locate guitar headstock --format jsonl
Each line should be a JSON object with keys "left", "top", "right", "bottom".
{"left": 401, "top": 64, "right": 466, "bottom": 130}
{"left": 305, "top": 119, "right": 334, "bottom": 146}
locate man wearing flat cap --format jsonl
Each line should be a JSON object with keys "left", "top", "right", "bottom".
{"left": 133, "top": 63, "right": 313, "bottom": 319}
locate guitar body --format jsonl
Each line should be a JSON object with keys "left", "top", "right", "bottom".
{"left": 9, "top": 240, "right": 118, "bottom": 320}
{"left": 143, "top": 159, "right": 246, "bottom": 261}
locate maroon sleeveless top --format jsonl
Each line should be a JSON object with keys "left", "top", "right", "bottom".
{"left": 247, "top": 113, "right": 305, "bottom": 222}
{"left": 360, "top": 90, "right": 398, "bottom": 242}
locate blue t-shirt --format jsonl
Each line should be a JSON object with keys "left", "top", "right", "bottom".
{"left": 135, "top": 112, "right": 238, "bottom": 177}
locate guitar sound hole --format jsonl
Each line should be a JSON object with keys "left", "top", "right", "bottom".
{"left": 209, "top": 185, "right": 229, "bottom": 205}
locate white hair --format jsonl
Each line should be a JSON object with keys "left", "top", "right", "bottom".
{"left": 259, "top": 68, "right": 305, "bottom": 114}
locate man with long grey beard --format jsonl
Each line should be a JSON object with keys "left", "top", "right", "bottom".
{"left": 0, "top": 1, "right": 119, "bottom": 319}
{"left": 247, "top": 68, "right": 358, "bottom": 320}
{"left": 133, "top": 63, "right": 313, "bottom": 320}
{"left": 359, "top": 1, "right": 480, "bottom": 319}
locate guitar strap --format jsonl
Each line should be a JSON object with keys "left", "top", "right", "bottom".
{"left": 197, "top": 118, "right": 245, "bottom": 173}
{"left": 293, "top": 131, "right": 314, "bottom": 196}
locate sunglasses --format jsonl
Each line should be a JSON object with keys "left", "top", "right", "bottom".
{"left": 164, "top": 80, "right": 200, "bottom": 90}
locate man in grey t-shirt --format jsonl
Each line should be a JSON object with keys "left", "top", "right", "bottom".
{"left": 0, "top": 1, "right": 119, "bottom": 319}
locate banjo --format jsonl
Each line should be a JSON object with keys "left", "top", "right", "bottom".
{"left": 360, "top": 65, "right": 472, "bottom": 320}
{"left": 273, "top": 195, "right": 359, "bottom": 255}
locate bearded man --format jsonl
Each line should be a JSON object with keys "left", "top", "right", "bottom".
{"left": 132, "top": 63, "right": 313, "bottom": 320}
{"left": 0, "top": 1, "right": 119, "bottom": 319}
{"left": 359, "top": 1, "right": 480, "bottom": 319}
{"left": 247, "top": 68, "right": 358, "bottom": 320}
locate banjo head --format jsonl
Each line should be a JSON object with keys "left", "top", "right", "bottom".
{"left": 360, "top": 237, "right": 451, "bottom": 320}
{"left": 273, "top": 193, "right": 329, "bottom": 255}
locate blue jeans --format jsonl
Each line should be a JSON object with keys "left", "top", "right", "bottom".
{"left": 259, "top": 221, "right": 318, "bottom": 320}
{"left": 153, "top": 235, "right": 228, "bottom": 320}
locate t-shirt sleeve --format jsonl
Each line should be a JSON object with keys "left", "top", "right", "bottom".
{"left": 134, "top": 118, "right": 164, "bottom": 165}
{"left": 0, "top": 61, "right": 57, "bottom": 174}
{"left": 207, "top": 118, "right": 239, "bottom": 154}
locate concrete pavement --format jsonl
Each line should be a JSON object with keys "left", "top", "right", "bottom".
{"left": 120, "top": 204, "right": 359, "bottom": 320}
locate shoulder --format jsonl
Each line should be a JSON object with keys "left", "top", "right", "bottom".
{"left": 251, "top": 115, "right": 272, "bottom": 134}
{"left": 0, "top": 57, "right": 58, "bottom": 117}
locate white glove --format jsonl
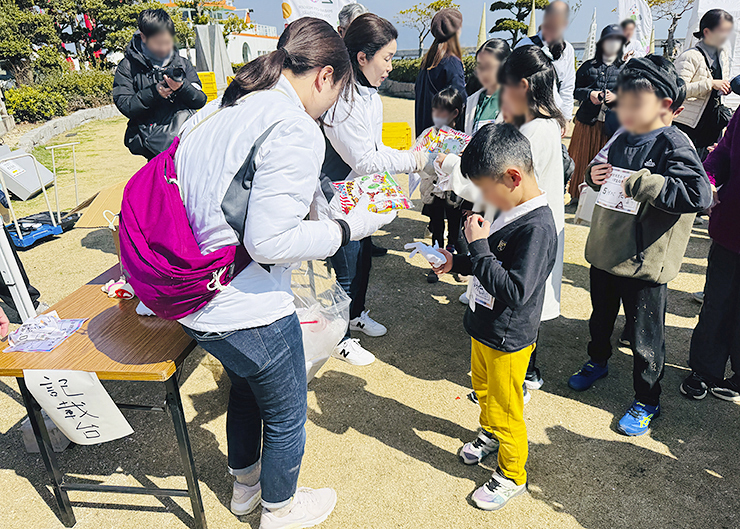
• • • • • • •
_Task directions_
Look through the entries above and quote exactly the lines from the line with "locate maroon sleeveless top --format jsonl" to the line with "locate blue t-shirt --format jsonl", counting both of those lines.

_Reply to the task_
locate maroon sleeveless top --format jsonl
Each line should be a JSON object with keys "left", "top", "right", "bottom".
{"left": 247, "top": 113, "right": 305, "bottom": 222}
{"left": 360, "top": 90, "right": 398, "bottom": 242}
locate blue t-shirt --format jsonl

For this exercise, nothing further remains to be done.